Everything from the line containing "Where can the trailer wheel" to the final line of the records below should be given again exactly, and nothing else.

** Start of Records **

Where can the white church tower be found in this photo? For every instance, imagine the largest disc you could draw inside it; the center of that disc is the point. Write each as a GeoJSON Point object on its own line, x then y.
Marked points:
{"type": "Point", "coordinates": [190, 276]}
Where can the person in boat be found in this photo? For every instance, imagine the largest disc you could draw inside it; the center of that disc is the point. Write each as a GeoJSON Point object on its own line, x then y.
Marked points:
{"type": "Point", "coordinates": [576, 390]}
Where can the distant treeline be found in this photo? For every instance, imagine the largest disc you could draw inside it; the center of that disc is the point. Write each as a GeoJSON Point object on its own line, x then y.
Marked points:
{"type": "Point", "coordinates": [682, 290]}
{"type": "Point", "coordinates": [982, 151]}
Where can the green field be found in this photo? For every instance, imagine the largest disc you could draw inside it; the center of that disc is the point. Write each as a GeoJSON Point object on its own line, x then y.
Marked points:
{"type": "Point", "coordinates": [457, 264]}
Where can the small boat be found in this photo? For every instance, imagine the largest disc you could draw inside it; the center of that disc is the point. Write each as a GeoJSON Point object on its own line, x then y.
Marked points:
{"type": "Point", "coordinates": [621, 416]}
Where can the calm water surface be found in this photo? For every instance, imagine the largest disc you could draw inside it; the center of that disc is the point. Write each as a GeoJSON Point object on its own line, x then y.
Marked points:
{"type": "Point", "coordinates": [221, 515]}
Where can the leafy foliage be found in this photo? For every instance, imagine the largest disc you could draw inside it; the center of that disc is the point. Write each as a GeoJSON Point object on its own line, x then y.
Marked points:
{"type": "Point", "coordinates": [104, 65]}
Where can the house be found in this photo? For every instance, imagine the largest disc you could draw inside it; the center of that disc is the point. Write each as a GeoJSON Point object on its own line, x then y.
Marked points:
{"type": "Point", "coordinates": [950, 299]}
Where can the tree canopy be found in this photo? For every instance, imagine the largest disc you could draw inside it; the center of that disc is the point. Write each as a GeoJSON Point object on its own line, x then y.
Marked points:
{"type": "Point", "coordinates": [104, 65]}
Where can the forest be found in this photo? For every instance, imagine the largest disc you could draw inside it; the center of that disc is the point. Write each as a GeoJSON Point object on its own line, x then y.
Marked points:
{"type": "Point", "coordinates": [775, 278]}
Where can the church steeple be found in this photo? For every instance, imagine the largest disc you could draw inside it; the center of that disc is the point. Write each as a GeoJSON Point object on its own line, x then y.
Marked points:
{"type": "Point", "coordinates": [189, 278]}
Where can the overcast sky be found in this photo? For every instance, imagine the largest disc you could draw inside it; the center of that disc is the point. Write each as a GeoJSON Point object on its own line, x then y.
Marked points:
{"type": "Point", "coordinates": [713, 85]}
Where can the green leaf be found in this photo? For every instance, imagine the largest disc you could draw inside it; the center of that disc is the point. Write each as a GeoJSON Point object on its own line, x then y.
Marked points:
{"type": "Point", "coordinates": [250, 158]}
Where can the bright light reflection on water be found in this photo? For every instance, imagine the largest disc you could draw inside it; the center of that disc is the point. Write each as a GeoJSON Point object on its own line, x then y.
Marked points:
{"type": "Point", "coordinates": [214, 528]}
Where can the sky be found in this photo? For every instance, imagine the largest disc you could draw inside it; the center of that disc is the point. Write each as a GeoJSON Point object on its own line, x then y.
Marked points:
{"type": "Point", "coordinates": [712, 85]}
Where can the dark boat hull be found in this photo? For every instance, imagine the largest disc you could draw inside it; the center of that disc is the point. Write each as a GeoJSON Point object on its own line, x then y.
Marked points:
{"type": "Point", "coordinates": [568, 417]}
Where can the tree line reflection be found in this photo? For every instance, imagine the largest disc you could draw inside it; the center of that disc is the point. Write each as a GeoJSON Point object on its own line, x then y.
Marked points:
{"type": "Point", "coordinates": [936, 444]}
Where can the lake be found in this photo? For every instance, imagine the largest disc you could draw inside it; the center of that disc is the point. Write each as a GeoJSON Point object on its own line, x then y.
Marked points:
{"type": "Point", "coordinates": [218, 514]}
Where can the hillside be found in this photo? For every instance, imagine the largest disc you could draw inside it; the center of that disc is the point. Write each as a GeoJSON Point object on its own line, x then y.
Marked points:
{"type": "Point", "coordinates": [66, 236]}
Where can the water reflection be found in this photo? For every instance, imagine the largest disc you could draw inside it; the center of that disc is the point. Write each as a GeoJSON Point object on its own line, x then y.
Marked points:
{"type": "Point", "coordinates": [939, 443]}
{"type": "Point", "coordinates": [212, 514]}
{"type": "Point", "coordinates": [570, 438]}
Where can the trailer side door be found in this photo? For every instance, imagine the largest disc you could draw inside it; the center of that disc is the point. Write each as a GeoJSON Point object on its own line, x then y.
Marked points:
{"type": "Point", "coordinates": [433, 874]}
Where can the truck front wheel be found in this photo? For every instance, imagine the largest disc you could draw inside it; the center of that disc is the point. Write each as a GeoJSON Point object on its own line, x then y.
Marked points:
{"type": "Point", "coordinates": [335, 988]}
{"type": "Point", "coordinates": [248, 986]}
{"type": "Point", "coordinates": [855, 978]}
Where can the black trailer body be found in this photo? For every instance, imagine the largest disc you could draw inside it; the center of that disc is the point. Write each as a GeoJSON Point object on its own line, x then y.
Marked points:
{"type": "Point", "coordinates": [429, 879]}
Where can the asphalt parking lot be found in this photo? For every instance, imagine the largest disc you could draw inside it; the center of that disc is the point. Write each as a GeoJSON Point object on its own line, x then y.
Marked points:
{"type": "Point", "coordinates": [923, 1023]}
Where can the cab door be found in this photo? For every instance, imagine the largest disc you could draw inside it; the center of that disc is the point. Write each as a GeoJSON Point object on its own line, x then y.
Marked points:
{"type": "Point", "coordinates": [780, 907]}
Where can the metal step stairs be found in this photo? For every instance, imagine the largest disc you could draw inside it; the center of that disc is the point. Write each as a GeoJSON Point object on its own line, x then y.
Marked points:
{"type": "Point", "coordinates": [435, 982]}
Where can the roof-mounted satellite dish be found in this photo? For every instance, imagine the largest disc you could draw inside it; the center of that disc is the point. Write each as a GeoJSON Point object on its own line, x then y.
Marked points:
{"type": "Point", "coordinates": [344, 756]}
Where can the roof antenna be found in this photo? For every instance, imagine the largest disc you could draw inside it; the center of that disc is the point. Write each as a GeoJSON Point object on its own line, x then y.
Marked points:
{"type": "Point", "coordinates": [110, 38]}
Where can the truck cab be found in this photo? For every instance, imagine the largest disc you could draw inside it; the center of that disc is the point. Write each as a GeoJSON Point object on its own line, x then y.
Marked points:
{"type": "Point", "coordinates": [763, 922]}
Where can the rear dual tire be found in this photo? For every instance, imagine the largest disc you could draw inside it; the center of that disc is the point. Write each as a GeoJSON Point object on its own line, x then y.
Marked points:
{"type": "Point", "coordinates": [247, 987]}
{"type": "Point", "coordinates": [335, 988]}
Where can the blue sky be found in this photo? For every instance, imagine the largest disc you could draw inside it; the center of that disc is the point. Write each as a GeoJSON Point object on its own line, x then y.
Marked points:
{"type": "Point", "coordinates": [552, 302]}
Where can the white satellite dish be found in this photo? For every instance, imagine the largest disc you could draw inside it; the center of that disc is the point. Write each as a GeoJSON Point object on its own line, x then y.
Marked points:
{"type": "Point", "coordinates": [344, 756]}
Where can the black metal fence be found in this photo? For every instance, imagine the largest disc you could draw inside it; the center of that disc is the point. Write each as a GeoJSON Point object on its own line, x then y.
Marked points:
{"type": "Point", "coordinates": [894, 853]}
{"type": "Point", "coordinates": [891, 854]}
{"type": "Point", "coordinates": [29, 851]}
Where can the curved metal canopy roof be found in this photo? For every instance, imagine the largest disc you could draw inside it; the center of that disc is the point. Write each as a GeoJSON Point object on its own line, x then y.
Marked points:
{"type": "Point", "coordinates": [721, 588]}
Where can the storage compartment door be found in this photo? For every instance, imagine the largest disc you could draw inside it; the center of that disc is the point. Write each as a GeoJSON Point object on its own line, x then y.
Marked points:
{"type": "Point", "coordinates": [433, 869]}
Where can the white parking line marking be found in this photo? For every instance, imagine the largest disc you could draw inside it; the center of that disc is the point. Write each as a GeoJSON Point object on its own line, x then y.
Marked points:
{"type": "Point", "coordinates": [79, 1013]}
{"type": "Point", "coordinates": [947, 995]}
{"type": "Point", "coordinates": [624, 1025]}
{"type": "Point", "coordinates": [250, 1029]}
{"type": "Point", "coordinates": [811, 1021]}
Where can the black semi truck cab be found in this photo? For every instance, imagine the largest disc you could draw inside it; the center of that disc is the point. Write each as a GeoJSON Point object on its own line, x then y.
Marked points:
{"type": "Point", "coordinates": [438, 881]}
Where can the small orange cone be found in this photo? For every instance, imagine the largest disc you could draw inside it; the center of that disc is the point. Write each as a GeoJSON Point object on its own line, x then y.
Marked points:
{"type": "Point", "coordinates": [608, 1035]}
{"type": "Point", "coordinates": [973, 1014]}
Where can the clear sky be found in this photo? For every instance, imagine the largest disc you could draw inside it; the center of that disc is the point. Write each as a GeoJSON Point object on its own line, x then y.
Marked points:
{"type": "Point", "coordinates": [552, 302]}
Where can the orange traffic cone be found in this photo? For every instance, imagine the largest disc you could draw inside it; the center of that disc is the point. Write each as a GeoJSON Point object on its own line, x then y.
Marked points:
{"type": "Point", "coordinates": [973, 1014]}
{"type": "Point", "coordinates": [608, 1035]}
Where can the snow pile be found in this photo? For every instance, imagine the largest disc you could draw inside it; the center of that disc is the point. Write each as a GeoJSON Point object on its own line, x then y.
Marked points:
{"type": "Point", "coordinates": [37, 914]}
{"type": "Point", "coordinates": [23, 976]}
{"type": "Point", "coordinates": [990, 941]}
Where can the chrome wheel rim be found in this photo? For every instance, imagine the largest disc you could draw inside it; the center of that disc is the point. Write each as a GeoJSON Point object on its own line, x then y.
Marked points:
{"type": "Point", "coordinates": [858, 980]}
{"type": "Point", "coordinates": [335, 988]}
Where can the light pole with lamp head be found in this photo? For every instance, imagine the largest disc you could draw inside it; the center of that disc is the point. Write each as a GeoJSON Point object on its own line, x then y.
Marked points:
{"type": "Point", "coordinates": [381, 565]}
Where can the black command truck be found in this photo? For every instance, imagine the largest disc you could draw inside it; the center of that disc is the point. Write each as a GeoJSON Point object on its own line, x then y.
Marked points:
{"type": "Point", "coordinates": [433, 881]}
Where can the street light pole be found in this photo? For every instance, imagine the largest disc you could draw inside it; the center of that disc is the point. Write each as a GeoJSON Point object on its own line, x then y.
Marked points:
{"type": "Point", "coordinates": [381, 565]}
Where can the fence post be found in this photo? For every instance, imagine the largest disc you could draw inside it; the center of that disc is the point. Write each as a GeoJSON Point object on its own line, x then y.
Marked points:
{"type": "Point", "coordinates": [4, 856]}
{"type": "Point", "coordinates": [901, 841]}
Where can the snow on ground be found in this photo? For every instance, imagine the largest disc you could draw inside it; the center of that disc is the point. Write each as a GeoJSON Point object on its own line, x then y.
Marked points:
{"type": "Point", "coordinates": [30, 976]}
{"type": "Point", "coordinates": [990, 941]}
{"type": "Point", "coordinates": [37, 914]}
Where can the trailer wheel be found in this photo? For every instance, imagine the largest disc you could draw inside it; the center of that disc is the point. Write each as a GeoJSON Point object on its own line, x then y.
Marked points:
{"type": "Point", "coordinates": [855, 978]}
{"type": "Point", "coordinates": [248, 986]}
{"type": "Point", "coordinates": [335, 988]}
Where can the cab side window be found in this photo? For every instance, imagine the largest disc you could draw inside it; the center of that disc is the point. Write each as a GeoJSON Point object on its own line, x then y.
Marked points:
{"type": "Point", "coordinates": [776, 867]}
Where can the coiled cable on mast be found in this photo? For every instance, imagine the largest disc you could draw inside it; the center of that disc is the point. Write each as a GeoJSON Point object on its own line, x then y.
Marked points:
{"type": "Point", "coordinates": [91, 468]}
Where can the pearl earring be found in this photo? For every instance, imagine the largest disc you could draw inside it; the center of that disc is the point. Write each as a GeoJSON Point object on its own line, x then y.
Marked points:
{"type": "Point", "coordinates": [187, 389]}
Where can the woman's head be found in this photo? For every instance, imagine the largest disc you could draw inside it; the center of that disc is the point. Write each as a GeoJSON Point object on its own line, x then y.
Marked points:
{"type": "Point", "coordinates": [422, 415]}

** End of Records **

Answer to this task:
Where can the trailer wheel be found in this photo? For every instance, imagine the largest disc you could draw inside it; the center of that disc is the point. Write each as a GeoJSON Point object on its own line, x then y.
Marked points:
{"type": "Point", "coordinates": [855, 978]}
{"type": "Point", "coordinates": [248, 986]}
{"type": "Point", "coordinates": [335, 988]}
Where can the cab side window be found in this photo? For every instance, imagine the largest disc you could draw inside it; the center of that disc is the point. Write each as a GeoJSON Point object on its own line, x then y.
Marked points:
{"type": "Point", "coordinates": [776, 867]}
Where can the coiled cable on mast be found in this photo? For every instance, imagine the largest disc you could draw inside it; the center of that disc is the point. Write each as a GeoJSON Point object on its own line, x then y.
Marked points:
{"type": "Point", "coordinates": [91, 468]}
Where can the pearl earring be found in this photo? For every instance, imagine the largest disc you could draw inside it; the center of that disc is the point. Write each as a GeoJSON Point object on its own line, x then y.
Marked points:
{"type": "Point", "coordinates": [187, 389]}
Where can the woman's head be found in this photo? For every instance, imagine the largest disc you could draw inside it; the center of that disc is the point. Write each as a GeoJSON Point object on its own line, x then y.
Marked points:
{"type": "Point", "coordinates": [422, 415]}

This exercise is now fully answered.